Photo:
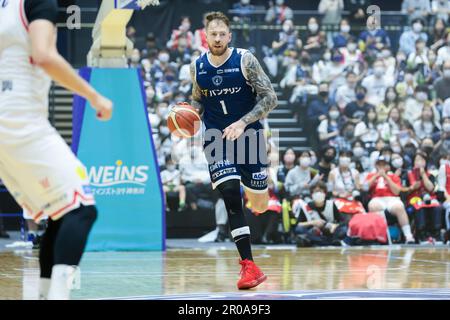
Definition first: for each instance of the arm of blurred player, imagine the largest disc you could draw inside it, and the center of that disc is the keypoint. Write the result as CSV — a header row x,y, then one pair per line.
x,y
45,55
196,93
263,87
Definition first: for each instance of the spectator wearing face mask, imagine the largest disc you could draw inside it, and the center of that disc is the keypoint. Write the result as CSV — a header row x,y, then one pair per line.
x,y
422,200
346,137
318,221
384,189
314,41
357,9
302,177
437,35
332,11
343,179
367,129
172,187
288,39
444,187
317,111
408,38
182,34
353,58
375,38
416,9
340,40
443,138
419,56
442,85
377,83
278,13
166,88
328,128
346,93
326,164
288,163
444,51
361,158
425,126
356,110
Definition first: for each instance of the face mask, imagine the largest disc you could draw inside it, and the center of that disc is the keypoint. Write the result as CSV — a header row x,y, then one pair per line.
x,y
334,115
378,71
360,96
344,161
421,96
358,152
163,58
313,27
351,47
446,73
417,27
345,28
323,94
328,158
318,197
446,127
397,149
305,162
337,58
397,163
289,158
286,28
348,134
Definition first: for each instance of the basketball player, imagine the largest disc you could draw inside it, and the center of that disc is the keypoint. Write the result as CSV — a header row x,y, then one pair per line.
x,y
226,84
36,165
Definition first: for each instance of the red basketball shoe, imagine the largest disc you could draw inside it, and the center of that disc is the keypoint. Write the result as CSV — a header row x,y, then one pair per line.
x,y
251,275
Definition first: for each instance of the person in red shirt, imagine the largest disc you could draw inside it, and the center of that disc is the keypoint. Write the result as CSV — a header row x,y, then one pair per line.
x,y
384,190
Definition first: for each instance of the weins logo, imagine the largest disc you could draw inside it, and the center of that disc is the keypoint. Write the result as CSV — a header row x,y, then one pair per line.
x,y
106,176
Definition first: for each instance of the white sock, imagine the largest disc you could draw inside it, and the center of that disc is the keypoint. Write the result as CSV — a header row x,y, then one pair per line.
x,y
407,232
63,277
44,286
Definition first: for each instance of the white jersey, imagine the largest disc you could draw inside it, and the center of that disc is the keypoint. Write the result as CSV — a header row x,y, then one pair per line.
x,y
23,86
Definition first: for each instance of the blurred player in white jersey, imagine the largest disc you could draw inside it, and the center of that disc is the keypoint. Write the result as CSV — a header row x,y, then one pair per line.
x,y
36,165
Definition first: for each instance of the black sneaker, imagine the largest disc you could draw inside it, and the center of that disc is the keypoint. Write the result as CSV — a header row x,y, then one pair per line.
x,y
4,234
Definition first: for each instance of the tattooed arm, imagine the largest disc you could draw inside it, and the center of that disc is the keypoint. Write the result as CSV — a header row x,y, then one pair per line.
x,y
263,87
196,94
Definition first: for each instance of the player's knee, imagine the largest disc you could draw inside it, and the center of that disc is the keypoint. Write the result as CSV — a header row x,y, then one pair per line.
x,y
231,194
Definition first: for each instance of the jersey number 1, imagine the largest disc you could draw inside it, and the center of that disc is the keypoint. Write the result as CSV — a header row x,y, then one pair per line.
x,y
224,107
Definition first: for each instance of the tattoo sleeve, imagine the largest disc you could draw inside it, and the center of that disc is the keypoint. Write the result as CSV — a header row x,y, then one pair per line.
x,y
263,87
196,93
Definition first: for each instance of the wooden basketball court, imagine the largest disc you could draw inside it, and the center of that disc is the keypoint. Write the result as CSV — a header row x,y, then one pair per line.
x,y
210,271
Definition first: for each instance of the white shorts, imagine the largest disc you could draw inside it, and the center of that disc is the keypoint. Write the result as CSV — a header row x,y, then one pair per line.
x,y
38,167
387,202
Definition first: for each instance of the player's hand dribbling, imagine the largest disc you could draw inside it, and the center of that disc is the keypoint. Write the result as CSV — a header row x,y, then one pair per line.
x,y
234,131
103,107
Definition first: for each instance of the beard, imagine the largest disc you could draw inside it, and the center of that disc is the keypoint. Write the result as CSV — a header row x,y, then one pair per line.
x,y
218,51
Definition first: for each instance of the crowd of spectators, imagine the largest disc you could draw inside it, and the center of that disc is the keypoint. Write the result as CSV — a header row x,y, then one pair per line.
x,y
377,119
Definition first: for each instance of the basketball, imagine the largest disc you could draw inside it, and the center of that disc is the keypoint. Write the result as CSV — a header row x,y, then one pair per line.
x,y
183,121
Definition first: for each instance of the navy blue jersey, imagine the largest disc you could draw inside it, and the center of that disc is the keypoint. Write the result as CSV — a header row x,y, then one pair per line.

STATED GOAL:
Go through the listing above and quote it exactly, apart from its images.

FULL ANSWER:
Photo:
Definition first: for each instance of the arm of blurred player, imagine the largest disc you could draw inside it, and the center of that disc is the keypoint. Write the result as CSV — a header row x,y, then one pair per line.
x,y
45,55
196,93
263,87
Definition first: for each instance of the spectator wearing face mask, imagine the largest disc you could draw inside it, and the center of that disc is the keypoint. Write the result as CSV — a header row x,y, then one pair per line.
x,y
422,200
346,137
318,221
384,189
314,41
357,9
302,177
437,35
332,11
343,179
367,129
172,187
288,39
444,187
317,111
408,38
182,34
353,58
375,38
416,9
340,40
443,138
419,56
442,85
377,83
278,13
166,88
328,128
346,93
326,164
288,163
444,51
361,158
425,126
356,110
Definition first: for each instance of the face mask, imagine the largest disc you could draw inside it, and the center of that disc is the keypoint. Write the result as CSV — a header row x,y, then one pair per line.
x,y
334,115
378,71
360,96
344,161
421,96
358,152
163,58
313,27
351,47
446,73
417,27
345,28
323,94
328,158
318,197
446,127
397,149
305,162
337,58
397,163
289,158
286,28
348,134
Definition first: for each instance of the basketball player, imagine the largest disc you could draw inside it, and the center of that disc is the keypoint. Write the result as CSV — a header row x,y, then one pair per line.
x,y
226,84
36,165
Definition first: for each instance of the red basketball shoe, imagine the largest disc you could draw inside it, and the center of that disc is the keypoint. Write the result as CSV — a header row x,y, then one pair per line.
x,y
251,275
Definition first: for each instance of the person in red shirt, imagine the largest disc you could draw inside it, and the center of that disc is the keypoint. Write the result as CSV — a header row x,y, then one pair per line.
x,y
384,190
Definition first: for each instance of the weins logo, imagine the largest disc you could draw inside it, and the center of that disc is the keypoint. Write the result as CSV — a header row x,y, then one pair per line.
x,y
106,176
Definition first: for each instance of the white sock, imagine the largest disc you could draw inside it, and the center of that disc is the keypoint. Write the result as CSV — a header row x,y, then one pair per line.
x,y
407,232
63,277
44,286
Definition first: for each instance of the white jersey, imagine the largest disc you could draw inside it, and the center of that disc is the keypoint. Write the result as CSV — a header row x,y, then one pair per line.
x,y
23,86
Definition first: for each instance of the blurred player in white jersey, imagine the largest disc you could draw inside it, and the center of that disc is the keypoint. Write the result as CSV — a header row x,y, then one pair per line.
x,y
36,165
Definition first: for each instance of the black sneaker, imagine the largest disc you could draw inside it, and the center of that disc is the keypoint. Write the result as CSV — a header row x,y, then one pair per line.
x,y
4,234
Definition first: for each instance of the tattooed arm, imagine the largest disc you could draw inside it, and the center of that disc is the keypoint. Write the result as CSV — a header row x,y, then one pair per line.
x,y
263,87
196,94
Definition first: for each instance of the player's knee, imagine the largest disc you could draw inside it, and the center of that disc is the keypoint. Write the result as CSV — a header row x,y, then one pair per line.
x,y
231,194
Definition first: for each instance of the jersey number 1, imagine the largest disc you could draw inside it, and the center of that disc is the keypoint. Write the result as CSV — a header row x,y, then one pair per line.
x,y
224,107
Definition first: for each instance of the tattoo sleeve, imagine the largest disc you could draw inside it, and the center of that disc is the keypoint. Write the result as CSV — a header row x,y, then one pair per line.
x,y
263,87
196,93
Definition first: for each instance of the wooden basketball court, imagine the largest disc you could draw inside it, and the center of that disc is the keypoint. Write the result as CSV — a header row x,y, then one pair per line.
x,y
210,271
Definition first: for each instance of the white shorts, imagine the largest disc you could draw inside it, and the center of that disc is the keypoint. Write the result as CSV — a header row x,y, then one pair per line.
x,y
38,167
387,202
Definition first: for each instance of the player's hand dribbling, imagine the largest disc you could draw inside it, and the center of that disc is the keypoint. Write the result as CSV — a header row x,y, then one pair per line.
x,y
234,131
103,107
Definition first: for each instance of the beard, imagine the largest disc you could draw inside it, and the center of that disc is the keypoint. Write the result as CSV — a header row x,y, then one pair per line.
x,y
218,51
Definition first: for each instance of the crowd of spectators, imagine the largest disc you could draw inside it, and the center of that disc is the keypoint. Write the result as CSV — a header row x,y, then one pair per line.
x,y
377,119
Definition first: for each instance of the basketball, imagine the largest disc you could draw inside it, and the center of that disc is the keypoint. Write the result as CSV — a header row x,y, then one pair per line.
x,y
183,121
Definition first: for each instance of the navy blue jersey, imagine the largest disc you could draw inside it, and the center of that disc is the keypoint. Write the result as CSV — a header row x,y, then one pair per line.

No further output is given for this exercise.